**Selected excerpt**.
• • • •
UK insurers talk the talk on fair pricing, but can’t put proof to paper

UK auto and homeowner insurers can talk the talk on compliance with the UK’s regulatory ban on price-walking, but have trouble putting proof to paper when regulators come knocking, a report by the UK’s top  financial authority FCA has indicated.

“Many firms provided records to the attestor that clearly set out their approach to ensuring compliance with our pricing rules, including the governance framework. However, key evidence was often omitted,” the FCA wrote of its study based on corporate attestations of compliance.

The UK regulatory body had taken insurers to task for penalizing customer loyalty, funding attractive rates for new clients by squeezing long-standing clients who may not be driven to price hunt year after year, a practice known as price-walking.

All too frequently in the FCA’s compliance check, insurers “had satisfied themselves that their pricing model did not result in dual pricing [and] that they were compliant with our pricing rules, but provided no evidence to support these assertions,” report authors said.

Surveyed companies looked best when asked to show what actions they had laid out and taken to comply with the new fair pricing rules, in effect from the start of 2022. “Overall, the evidence provided indicated that most firms in the review had taken appropriate action to comply with our pricing rules.”

But proof that those actions had succeeded in securing the regulator’s fair-pricing goals was a little less available.

Only 11 of 66 firms "provided records in response to our request that met our expectations" across the spectrum of reporting requirements.
• • • •
**Request 1**.
In the article on UK insurers and fair pricing, rewrite the passage from "UK auto and" up to and including "FCA has indicated.", changing "auto" to "motor".
**Request 2**.
Write the next few sentences of the article on UK insurers and fair pricing, picking up after its final sentence.
The entries that follow have no connection to the article on UK insurers and fair pricing.

**Data supplied**.
• • • •
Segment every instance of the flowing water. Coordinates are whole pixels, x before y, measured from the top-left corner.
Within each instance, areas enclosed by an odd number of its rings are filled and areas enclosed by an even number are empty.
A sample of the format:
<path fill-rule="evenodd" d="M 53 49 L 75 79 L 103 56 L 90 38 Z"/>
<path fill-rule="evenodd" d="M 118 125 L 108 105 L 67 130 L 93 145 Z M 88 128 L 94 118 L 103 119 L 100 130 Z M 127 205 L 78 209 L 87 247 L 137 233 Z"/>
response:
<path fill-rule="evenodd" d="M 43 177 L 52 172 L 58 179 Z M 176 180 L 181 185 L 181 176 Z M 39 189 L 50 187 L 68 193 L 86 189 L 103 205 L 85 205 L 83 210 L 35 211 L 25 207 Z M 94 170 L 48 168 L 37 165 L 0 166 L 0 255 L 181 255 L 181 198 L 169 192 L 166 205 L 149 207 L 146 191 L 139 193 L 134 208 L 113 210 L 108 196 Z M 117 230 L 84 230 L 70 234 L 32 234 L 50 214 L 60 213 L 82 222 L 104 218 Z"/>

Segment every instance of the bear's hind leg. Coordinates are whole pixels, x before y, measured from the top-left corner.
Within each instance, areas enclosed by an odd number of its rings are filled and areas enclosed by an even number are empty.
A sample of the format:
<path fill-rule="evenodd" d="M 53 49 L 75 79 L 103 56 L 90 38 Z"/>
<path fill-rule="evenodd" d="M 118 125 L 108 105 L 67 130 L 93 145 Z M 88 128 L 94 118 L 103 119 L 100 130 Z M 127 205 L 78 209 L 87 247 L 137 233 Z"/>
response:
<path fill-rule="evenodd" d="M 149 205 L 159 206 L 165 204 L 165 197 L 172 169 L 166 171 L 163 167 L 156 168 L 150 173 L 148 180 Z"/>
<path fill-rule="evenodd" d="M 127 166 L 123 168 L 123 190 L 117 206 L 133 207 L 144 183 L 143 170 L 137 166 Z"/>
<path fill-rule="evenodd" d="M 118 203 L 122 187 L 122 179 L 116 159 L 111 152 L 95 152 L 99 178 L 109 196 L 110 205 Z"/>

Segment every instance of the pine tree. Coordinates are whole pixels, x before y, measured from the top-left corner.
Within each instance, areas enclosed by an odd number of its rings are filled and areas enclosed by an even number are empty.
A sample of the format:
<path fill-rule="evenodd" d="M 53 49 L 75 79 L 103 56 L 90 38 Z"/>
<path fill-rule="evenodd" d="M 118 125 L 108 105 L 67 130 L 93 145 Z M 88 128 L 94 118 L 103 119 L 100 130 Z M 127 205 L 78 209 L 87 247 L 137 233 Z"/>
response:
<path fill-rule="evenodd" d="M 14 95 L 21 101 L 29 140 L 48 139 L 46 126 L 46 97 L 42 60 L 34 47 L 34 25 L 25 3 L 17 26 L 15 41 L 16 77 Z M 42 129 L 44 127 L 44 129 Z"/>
• • • •
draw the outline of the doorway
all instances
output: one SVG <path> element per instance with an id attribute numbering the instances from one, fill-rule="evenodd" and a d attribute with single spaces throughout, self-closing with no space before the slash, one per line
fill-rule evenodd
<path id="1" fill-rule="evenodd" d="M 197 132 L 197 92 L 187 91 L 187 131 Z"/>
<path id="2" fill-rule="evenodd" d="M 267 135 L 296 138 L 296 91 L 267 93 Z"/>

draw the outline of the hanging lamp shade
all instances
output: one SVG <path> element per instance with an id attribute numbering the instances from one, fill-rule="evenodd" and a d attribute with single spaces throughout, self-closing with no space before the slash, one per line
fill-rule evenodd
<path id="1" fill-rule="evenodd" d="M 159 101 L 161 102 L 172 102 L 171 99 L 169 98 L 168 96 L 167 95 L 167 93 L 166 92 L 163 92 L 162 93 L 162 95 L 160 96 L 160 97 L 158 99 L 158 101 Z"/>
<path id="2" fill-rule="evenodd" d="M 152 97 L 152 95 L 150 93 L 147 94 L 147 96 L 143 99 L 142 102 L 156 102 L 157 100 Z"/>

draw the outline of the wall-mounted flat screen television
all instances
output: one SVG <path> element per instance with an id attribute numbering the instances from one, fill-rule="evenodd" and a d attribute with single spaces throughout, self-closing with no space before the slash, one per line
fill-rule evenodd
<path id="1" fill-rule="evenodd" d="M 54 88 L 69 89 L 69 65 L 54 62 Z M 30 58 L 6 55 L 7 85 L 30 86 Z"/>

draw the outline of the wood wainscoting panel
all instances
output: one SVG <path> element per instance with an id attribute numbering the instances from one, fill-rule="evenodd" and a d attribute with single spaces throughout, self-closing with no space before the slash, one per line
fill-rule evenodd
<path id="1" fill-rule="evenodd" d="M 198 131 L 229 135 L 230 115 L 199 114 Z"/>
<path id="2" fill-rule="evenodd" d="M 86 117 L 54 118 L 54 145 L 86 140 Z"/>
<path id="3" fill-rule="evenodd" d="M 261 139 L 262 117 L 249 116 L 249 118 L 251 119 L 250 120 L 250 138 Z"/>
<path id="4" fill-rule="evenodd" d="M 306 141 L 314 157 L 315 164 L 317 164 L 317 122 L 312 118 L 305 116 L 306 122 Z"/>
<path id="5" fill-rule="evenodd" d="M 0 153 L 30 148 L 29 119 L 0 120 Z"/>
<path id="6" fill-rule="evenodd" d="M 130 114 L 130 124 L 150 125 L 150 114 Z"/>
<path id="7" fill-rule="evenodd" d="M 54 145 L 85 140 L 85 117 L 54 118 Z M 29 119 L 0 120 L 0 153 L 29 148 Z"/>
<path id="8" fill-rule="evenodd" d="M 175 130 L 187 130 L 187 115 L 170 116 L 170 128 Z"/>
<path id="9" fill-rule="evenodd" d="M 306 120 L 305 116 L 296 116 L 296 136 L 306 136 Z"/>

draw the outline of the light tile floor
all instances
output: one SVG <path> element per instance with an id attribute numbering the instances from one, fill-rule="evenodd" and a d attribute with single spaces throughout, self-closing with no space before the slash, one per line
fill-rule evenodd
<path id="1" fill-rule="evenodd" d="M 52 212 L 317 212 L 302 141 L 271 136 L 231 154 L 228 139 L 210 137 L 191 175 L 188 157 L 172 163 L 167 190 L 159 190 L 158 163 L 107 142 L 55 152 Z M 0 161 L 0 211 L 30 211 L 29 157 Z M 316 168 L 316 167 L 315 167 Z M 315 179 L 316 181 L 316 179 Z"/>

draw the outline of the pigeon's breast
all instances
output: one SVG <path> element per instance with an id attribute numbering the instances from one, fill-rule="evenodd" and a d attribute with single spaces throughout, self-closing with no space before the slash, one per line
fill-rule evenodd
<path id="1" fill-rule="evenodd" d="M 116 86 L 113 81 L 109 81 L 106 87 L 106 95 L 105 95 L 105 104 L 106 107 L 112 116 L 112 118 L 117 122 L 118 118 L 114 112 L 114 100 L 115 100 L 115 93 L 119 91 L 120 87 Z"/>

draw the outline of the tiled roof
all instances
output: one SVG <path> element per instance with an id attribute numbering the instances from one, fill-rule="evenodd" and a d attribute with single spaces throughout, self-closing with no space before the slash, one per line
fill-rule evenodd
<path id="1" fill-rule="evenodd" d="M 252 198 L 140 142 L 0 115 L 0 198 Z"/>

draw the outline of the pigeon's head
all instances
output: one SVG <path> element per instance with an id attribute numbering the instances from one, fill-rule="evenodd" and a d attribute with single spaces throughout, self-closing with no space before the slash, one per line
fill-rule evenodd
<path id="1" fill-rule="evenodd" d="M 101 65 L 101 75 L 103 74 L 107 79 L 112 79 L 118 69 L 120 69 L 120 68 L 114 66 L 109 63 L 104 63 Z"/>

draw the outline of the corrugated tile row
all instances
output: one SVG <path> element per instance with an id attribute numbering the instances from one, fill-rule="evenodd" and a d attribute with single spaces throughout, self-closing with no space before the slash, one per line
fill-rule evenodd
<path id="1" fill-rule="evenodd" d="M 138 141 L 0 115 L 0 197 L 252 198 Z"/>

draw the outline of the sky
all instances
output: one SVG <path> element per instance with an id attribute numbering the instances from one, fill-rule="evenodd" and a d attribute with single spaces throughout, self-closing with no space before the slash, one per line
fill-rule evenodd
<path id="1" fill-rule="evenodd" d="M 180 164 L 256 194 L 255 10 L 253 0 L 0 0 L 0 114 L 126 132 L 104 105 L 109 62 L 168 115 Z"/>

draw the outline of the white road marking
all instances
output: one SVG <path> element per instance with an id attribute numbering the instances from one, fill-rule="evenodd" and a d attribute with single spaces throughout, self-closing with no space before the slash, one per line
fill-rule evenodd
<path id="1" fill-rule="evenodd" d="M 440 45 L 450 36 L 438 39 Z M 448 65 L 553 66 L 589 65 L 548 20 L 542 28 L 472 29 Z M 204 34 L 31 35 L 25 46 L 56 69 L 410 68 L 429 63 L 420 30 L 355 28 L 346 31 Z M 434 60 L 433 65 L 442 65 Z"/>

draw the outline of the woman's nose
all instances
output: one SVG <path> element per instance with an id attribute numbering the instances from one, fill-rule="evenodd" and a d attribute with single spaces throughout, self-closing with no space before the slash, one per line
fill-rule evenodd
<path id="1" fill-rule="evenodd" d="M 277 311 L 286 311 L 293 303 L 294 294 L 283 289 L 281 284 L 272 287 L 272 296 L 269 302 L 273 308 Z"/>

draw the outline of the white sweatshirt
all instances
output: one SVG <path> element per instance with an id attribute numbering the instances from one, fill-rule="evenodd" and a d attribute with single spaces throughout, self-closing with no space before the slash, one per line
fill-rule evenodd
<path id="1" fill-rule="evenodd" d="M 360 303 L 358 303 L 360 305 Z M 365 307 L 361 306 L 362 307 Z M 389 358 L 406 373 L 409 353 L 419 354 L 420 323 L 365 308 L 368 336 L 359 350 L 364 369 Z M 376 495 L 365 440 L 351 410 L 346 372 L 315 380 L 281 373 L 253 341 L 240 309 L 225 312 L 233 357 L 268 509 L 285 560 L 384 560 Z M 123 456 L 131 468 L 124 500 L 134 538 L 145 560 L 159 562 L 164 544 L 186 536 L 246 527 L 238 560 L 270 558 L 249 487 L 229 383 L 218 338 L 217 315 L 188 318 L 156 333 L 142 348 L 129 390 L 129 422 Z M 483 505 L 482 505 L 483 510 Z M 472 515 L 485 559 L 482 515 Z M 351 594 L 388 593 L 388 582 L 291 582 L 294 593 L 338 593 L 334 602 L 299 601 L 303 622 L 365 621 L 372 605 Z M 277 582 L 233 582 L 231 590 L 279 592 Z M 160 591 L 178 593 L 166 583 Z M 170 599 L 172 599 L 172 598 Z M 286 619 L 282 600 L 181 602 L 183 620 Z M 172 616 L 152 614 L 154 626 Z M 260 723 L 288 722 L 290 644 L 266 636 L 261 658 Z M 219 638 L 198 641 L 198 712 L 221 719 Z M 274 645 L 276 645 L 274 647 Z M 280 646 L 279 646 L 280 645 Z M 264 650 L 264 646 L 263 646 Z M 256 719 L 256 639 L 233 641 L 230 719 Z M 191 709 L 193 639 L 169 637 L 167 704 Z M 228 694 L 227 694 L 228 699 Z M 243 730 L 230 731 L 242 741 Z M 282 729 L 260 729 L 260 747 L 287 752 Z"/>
• • • •
**Task answer 1**.
UK motor and homeowner insurers can talk the talk on compliance with the UK’s regulatory ban on price-walking, but have trouble putting proof to paper when regulators come knocking, a report by the UK’s top  financial authority FCA has indicated.

**Task answer 2**.
Some 27 brought well detailed action plans and internal reports but "did not include evidence that the controls were working as intended" nor proof that the eventual price generation was rule-compliant. Some 28 firms simply fell short of the reporting bar from end to end.

FCA supervisors complained that insurers are relying on individual “employees signing-off off/attesting to compliance in a document” that offered only “limited evidence as to how those individuals had satisfied themselves the firm was compliant.”

A string of 15 follow-up meetings added some measure of confidence and FCA supervisors "were generally able to gain sufficient assurance" that internal insurance company supervisors had a handle on conditions.

Smaller insurers suffered in comparison to their larger rivals. “Many of the smaller firms in the market had few or no records to show how they had complied with our pricing rules.”

For all the evidence or its lack, the FCA fell well short of declaring any major or systemic breach of their pricing rules.  But the regulator did say that the search for unfair pricing practices will continue.

A fresh round of data required by one of the varied regulations has just hit regulator desks to offer fresh insights and the FCA vows to “actively review and scrutinise firms’ attestations.”